Every line from the one containing "170L160 168L150 163L135" to the final line of the material below must be reproduced exactly; leave out all other lines.

-------- PROVIDED RECORDS

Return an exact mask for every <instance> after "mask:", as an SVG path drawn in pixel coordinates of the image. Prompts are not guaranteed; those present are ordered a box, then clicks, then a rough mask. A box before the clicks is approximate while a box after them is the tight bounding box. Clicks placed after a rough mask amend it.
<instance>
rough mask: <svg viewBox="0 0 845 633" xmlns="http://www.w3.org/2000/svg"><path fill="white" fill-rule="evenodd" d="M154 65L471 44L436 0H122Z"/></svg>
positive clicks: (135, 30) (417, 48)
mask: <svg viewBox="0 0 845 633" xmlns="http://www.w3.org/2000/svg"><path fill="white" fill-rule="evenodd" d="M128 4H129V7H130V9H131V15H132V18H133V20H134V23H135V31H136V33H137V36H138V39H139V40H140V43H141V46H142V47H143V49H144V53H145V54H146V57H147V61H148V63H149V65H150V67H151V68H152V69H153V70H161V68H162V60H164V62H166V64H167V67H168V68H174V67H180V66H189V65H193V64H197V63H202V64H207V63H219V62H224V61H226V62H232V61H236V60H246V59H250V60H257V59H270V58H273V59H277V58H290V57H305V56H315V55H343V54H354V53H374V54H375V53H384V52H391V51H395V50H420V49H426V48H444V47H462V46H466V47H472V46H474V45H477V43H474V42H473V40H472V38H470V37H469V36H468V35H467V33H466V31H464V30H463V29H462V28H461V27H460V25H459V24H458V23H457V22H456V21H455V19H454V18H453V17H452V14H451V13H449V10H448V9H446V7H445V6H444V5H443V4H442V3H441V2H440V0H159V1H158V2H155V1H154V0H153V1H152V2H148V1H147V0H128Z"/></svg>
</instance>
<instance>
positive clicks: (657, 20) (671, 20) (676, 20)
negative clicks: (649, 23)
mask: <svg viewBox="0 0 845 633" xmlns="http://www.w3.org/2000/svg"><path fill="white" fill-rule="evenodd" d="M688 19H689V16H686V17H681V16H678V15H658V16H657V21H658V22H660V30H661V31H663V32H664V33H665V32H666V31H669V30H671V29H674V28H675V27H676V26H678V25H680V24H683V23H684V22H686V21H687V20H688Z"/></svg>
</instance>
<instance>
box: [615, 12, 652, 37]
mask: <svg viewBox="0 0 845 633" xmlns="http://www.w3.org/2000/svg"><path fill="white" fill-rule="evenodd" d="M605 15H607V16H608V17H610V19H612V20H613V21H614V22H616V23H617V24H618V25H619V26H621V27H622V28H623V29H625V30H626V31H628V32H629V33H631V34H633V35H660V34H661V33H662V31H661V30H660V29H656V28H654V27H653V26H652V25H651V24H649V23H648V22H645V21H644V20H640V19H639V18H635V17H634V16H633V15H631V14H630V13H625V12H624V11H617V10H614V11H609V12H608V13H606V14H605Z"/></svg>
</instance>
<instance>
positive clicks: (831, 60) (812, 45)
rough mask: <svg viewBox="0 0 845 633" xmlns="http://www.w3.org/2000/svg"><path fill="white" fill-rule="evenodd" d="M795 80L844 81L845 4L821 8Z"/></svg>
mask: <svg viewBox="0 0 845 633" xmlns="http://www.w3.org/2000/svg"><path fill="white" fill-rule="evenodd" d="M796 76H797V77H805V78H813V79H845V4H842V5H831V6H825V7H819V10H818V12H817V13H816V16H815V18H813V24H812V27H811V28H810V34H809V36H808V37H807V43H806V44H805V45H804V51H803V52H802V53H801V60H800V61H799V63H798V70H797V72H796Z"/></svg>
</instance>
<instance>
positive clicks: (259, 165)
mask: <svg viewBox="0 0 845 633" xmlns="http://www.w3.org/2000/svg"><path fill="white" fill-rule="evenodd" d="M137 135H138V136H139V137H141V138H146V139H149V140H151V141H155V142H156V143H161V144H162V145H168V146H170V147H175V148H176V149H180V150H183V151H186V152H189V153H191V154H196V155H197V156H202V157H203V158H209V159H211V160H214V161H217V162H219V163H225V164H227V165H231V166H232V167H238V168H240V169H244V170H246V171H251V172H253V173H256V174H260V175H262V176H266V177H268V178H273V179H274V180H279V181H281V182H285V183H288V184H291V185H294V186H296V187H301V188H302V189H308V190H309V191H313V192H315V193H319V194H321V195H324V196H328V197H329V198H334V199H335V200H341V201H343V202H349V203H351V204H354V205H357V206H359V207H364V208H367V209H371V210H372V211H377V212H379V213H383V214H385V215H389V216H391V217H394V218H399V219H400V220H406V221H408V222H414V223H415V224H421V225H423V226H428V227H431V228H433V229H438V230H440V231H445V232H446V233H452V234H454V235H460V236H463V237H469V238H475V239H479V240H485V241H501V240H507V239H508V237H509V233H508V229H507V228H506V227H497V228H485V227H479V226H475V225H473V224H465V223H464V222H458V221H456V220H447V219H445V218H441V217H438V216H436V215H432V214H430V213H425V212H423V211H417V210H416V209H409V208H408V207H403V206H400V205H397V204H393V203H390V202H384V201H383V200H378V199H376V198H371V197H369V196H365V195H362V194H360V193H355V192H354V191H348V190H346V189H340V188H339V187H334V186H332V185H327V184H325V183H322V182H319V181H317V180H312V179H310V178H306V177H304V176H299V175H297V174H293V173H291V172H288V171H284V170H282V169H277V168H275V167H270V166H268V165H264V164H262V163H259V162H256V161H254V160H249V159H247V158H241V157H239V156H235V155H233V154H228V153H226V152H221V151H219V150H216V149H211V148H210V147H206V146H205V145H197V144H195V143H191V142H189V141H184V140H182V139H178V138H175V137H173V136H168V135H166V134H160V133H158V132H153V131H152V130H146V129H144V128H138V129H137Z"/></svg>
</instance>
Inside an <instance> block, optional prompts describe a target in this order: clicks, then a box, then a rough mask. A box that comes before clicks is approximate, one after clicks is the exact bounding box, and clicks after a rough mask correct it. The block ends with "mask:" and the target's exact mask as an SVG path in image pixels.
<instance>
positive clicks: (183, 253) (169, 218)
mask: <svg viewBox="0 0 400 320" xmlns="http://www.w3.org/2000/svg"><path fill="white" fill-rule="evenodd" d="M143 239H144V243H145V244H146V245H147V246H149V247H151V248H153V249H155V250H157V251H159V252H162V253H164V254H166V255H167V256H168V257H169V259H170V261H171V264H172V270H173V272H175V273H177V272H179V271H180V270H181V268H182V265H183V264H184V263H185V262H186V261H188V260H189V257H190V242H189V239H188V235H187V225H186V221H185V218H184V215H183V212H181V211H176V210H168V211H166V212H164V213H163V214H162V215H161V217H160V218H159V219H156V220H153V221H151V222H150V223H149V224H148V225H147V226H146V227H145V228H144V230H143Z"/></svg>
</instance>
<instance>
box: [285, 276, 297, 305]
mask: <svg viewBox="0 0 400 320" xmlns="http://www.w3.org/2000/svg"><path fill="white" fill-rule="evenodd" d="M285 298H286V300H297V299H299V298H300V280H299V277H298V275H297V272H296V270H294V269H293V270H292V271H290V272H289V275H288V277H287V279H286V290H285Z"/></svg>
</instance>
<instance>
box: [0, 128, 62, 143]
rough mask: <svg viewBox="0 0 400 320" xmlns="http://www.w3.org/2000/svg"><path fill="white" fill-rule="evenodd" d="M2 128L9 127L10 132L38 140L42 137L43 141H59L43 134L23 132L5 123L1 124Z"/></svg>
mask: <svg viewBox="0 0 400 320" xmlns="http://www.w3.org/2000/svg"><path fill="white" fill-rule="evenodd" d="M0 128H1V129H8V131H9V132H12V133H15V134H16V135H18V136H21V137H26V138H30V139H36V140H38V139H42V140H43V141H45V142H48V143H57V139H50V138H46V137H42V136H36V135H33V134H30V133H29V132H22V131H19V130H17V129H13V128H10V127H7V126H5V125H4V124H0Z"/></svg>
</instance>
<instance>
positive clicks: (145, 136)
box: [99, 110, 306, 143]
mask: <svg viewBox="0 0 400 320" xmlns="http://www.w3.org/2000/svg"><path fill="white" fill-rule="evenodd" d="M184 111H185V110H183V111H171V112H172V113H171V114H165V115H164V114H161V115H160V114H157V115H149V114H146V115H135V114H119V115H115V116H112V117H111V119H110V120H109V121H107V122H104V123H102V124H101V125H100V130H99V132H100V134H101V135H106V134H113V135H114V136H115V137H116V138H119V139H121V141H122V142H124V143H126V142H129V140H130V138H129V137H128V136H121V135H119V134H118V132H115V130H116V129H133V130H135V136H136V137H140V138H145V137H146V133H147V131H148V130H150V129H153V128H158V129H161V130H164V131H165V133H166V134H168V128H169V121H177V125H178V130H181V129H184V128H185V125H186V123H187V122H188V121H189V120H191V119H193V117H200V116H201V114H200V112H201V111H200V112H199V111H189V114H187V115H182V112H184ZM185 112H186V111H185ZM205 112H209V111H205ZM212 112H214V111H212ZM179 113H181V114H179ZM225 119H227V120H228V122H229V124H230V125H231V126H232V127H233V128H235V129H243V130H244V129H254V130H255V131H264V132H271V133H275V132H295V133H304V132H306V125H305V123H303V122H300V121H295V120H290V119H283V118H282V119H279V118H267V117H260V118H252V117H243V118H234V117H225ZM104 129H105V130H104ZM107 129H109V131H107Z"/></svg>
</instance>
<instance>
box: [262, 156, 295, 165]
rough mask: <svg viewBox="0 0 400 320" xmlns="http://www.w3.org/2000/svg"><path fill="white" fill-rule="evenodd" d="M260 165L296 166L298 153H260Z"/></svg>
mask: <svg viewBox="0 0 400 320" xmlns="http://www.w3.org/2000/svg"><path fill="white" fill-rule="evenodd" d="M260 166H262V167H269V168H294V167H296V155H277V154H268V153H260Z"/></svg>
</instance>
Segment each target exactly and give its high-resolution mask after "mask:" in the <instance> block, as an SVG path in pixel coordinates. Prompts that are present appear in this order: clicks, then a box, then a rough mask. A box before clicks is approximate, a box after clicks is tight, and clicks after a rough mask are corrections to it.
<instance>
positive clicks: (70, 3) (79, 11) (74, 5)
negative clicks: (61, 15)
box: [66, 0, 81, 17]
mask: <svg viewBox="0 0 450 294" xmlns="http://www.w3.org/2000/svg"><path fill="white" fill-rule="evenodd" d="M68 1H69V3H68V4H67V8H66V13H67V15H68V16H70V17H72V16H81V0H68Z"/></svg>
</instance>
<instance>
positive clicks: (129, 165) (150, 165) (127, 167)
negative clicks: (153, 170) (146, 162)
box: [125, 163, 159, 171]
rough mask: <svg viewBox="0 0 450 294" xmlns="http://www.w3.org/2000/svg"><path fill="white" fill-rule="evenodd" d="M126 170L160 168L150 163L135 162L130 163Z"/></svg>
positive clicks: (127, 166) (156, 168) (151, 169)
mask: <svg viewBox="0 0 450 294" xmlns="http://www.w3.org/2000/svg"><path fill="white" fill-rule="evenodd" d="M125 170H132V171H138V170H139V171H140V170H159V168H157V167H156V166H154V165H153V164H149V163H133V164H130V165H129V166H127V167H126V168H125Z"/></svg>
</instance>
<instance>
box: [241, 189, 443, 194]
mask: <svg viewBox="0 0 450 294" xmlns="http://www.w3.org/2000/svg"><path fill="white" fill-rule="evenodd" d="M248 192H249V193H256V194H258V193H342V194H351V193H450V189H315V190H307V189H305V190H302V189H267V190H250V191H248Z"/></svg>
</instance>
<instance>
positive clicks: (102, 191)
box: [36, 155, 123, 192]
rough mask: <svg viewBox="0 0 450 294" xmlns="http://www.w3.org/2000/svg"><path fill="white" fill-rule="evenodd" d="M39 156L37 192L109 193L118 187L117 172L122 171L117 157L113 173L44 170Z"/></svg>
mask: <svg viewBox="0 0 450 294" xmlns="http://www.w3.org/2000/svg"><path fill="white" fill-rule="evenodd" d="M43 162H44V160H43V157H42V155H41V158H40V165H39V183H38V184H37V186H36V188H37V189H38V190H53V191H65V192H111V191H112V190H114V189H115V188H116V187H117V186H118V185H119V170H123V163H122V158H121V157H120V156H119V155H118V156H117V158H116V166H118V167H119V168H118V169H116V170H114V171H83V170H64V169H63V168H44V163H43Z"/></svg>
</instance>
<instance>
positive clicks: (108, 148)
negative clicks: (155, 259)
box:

----------------

__ANSWER__:
rough mask: <svg viewBox="0 0 450 294" xmlns="http://www.w3.org/2000/svg"><path fill="white" fill-rule="evenodd" d="M126 170L160 168L150 163L135 162L130 163Z"/></svg>
positive clicks: (127, 166) (156, 168) (151, 169)
mask: <svg viewBox="0 0 450 294" xmlns="http://www.w3.org/2000/svg"><path fill="white" fill-rule="evenodd" d="M125 170H132V171H138V170H139V171H140V170H159V168H157V167H156V166H154V165H153V164H149V163H133V164H130V165H129V166H127V167H126V168H125Z"/></svg>
</instance>
<instance>
box: [241, 189, 443, 194]
mask: <svg viewBox="0 0 450 294" xmlns="http://www.w3.org/2000/svg"><path fill="white" fill-rule="evenodd" d="M248 192H249V193H256V194H258V193H342V194H351V193H450V189H315V190H307V189H305V190H302V189H267V190H250V191H248Z"/></svg>
</instance>
<instance>
positive clicks: (102, 191)
box: [36, 155, 123, 192]
rough mask: <svg viewBox="0 0 450 294" xmlns="http://www.w3.org/2000/svg"><path fill="white" fill-rule="evenodd" d="M39 156L37 192L109 193L118 187L117 172L122 171L117 157L113 173L44 170Z"/></svg>
mask: <svg viewBox="0 0 450 294" xmlns="http://www.w3.org/2000/svg"><path fill="white" fill-rule="evenodd" d="M43 162H44V160H43V157H42V155H41V158H40V165H39V183H38V184H37V186H36V188H37V189H38V190H53V191H65V192H111V191H112V190H114V189H115V188H116V187H117V186H118V185H119V170H123V163H122V158H121V157H120V156H119V155H118V156H117V158H116V166H118V167H119V168H118V169H116V170H114V171H83V170H64V169H63V168H44V163H43Z"/></svg>
</instance>
<instance>
positive clicks: (108, 148)
negative clicks: (155, 259)
box:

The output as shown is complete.